---- DOCUMENT SECTION
How OTAs Are Undermining Local Economies and Industry Sustainability
The latest round of platform-led changes from Airbnb and the silence that followed have made one thing painfully clear: many OTAs have lost sight of who their real stakeholders are. For years, short-term rental platforms have expanded aggressively, prioritising top-line growth and shareholder returns over long-term sustainability. Have you been hijacked by the gatekeepers?
However, as they increasingly encroach on host and manager economics, the strains are becoming apparent. What was once a partnership is beginning to resemble “digital feudalism” (thank you, Humphrey Bowles), centralised control, opaque decision-making, and diminishing returns for those doing the real work.
Airbnb’s Latest Moves: The Breaking Point?
In a move that caught many off guard, Airbnb recently introduced two significant changes:
Commercialisation of guest relationships – Platforms are now monetising guest stays by selling services, even when they don’t own the property. Consent? Optional. The default? Opt-in!. These were predictions made in a recent article in Yes Consulting in terms of their strategy: “Airbnb’s long term strategy”
--------
---- EXTRACTED RECORDS
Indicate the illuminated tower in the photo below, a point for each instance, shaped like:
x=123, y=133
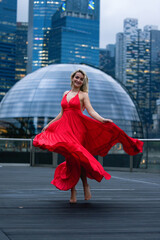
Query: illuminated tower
x=8, y=12
x=40, y=14
x=75, y=33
--------
REQUESTS:
1) Rewrite the paragraph in the article on OTAs that begins "However, as they increasingly encroach" more briefly, keeping its main facts.
2) Answer these questions from the article on OTAs:
(a) Which platform's latest round of changes does the article point to?
(b) Who is thanked for the term "digital feudalism"?
(c) How many significant changes did Airbnb recently introduce?
3) In the article on OTAs, change "opaque" to "closed-door" and give the passage from "However, as they" up to and including "the real work.".
The records have nothing to do with what is asked here.

SOLUTIONS TO THE EXERCISE:
1) As OTAs cut further into host and manager economics, the strain is showing. A former partnership now looks like "digital feudalism" (a term credited to Humphrey Bowles): centralized control, opaque decision-making, and shrinking returns for those who do the real work.

2)
(a) Airbnb
(b) Humphrey Bowles
(c) Two

3)
However, as they increasingly encroach on host and manager economics, the strains are becoming apparent. What was once a partnership is beginning to resemble “digital feudalism” (thank you, Humphrey Bowles), centralised control, closed-door decision-making, and diminishing returns for those doing the real work.